## REQUIRED ACTION 1
List every place name in the post about the nurse's Ebola quarantine that refers to a state, city, or region, leaving out airport and hospital names.
## REQUIRED ACTION 2
Repeat the stretch of the post about the nurse's Ebola quarantine from "Gov. Chris Christie" through "be worked out.".

## TEXT SEGMENT
************

Kaci Hickcox, who has been held in isolation since arriving at Newark Liberty Airport Friday afternoon, is being released and will be allowed to continue her quarantine at home in Maine:
A nurse who recently returned from West Africa and was quarantined for the past three days in a tent behind a New Jersey hospital despite having no symptoms associated with Ebola will be allowed to return to her home in Maine, where it will be left to local health officials to determine how she will monitor her health to ensure she is not infected with the virus.
Gov. Chris Christie of New Jersey, in a brief interview, said that he expected the nurse, Kaci Hickox, to be transferred Monday morning after doctors and federal officials signed off on the plan.
The details of how she would be transferred and the protocols she will follow in Maine have yet to be worked out.
“She will remain subject to New Jersey’s mandatory quarantine order while in New Jersey,” the state’s health department said in a statement. “Health officials in Maine have been notified of her arrangements and will make a determination under their own laws on her treatment when she arrives.”
The nurse’s treatment has drawn withering criticism from both public health officials and the nurse herself. At University Hospital in Newark, Ms. Hickox has been kept in an isolation tent with a portable toilet, but no shower or television.
“I’m hopeful that this morning if all goes well we’ll be able to release her and send her back to Maine,” Mr. Christie said.
Given that Hickcox has not shown any symptoms of Ebola since arriving at the hospital and has tested negative for Ebola, this seems like the only real option that New Jersey has here. Had they not done this, it’s likely that legal action would have been initiated as early as today, litigation that the state likely would have lost. Now, one can only hope that Ms. Hickcox remains in good health and that New Jersey has learned its lesson from all of this.

************

Natural-language object grounding records
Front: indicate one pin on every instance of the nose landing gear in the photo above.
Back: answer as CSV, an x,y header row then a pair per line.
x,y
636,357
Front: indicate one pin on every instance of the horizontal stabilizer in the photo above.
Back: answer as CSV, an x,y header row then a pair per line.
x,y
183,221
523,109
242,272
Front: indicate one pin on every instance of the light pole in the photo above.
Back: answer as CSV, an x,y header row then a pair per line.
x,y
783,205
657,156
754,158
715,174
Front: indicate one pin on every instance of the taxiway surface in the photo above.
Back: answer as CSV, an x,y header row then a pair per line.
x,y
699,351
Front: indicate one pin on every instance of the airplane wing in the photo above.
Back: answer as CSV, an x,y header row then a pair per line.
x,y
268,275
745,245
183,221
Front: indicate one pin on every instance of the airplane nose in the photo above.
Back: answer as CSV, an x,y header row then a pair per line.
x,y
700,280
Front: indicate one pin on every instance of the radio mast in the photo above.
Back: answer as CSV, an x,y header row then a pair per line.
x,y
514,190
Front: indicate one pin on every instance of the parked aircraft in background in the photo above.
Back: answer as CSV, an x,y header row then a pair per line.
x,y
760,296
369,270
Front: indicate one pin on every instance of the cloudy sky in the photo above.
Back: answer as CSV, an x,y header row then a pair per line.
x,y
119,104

************

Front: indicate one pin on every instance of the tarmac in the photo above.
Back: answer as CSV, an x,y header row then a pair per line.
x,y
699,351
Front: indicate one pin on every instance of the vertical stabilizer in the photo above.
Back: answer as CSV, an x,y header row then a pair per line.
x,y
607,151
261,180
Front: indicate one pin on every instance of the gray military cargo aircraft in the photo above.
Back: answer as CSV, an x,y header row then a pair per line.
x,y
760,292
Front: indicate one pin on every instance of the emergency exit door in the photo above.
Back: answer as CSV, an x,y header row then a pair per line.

************

## REPLY 1
Maine, West Africa, New Jersey, Newark

## REPLY 2
Gov. Chris Christie of New Jersey, in a brief interview, said that he expected the nurse, Kaci Hickox, to be transferred Monday morning after doctors and federal officials signed off on the plan.
The details of how she would be transferred and the protocols she will follow in Maine have yet to be worked out.